:: Quoted passage

The memory tree tradition dates back to 1989, when a local committee called "Open for the Season" wanted to raise funds for their yearly summer event. The organization placed collection buckets at local businesses so that people could submit names for the reading.

Ten years ago, a new tree was planted for veterans at Bethlehem's Heritage Center. For more than thirty years, residents have gathered across the street from the Bethlehem Town Hall in early Dec to honor the deceased and light the two trees.

According to Bethlehem Heritage Society President Clare Brown, the ceremony was well-attended during the early years, but participation has dwindled over time. Despite lower attendance rates, the list continues to grow each year and it now surpasses 200 names.

In 1997, the Heritage Society assumed responsibility for the ceremony, as it faced discontinued due to lack of interest. For the last ten years, the Memory Tree Ceremony has coincided with the annual Christmas in Bethlehem festival, founded by Bethlehem Fire Chief Jack Anderson.

Safety concerns and the rising number of positive COVID cases led the Christmas in Bethlehem organizers to cancel the festival this year. But unlike other festival-related activities, the Memory Tree Ceremony could be held outside with no direct physical contact.

::::
:: Source information

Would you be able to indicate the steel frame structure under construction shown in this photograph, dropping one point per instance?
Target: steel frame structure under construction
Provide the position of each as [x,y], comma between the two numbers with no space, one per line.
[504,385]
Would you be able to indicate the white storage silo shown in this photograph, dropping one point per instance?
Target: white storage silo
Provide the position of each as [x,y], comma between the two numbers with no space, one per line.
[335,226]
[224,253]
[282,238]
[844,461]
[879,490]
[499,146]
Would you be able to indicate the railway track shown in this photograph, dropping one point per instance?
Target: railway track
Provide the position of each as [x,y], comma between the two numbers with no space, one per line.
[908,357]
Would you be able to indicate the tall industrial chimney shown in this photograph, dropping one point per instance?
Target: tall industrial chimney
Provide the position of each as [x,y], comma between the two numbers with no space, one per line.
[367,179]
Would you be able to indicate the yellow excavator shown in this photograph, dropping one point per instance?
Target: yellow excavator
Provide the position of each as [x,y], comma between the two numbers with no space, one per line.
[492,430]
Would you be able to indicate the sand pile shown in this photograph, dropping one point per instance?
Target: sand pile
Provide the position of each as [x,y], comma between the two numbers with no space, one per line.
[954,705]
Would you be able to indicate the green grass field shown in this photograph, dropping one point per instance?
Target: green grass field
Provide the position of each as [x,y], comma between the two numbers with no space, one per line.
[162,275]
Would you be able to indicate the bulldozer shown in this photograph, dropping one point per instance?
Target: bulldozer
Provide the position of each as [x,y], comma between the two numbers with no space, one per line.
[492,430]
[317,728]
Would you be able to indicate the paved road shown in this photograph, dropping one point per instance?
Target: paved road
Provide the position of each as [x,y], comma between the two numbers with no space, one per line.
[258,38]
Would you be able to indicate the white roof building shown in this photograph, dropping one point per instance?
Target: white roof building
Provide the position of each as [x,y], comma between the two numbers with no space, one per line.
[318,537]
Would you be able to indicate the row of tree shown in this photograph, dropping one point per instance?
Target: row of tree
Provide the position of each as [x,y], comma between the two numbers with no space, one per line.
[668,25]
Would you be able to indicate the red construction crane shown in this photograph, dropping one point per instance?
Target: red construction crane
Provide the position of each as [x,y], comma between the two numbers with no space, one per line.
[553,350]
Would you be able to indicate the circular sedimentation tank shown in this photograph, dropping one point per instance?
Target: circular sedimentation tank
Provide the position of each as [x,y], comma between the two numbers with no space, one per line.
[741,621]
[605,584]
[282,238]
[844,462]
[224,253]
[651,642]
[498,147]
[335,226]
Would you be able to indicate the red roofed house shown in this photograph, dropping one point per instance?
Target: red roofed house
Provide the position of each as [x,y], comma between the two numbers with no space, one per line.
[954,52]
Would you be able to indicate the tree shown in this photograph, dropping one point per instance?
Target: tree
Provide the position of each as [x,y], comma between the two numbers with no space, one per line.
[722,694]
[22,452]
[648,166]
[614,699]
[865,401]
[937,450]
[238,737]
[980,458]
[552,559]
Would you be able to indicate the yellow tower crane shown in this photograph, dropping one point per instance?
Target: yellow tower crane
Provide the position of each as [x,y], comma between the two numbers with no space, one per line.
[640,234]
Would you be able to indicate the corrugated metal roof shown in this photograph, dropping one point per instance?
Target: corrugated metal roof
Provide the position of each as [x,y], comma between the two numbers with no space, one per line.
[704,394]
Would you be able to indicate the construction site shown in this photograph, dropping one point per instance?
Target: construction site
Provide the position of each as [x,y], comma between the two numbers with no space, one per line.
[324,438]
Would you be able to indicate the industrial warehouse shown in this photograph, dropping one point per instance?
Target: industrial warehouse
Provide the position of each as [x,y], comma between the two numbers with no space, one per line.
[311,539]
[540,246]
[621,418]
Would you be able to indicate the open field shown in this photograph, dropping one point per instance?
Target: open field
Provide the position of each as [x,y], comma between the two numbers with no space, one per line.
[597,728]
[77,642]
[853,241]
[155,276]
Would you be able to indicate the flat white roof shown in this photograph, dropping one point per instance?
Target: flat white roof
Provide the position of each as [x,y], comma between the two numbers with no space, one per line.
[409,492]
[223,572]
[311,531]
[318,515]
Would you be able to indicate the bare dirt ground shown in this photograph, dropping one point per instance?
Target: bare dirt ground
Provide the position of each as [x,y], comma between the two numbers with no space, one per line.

::::

### Work task 1
Set down the passage from the memory tree article word for word, starting at "According to Bethlehem" and ending at "direct physical contact.".
### Work task 2
List every organization or building that the memory tree article refers to by a proper name.

### Response area 1
According to Bethlehem Heritage Society President Clare Brown, the ceremony was well-attended during the early years, but participation has dwindled over time. Despite lower attendance rates, the list continues to grow each year and it now surpasses 200 names.

In 1997, the Heritage Society assumed responsibility for the ceremony, as it faced discontinued due to lack of interest. For the last ten years, the Memory Tree Ceremony has coincided with the annual Christmas in Bethlehem festival, founded by Bethlehem Fire Chief Jack Anderson.

Safety concerns and the rising number of positive COVID cases led the Christmas in Bethlehem organizers to cancel the festival this year. But unlike other festival-related activities, the Memory Tree Ceremony could be held outside with no direct physical contact.

### Response area 2
- Open for the Season
- Bethlehem's Heritage Center
- Bethlehem Town Hall
- Bethlehem Heritage Society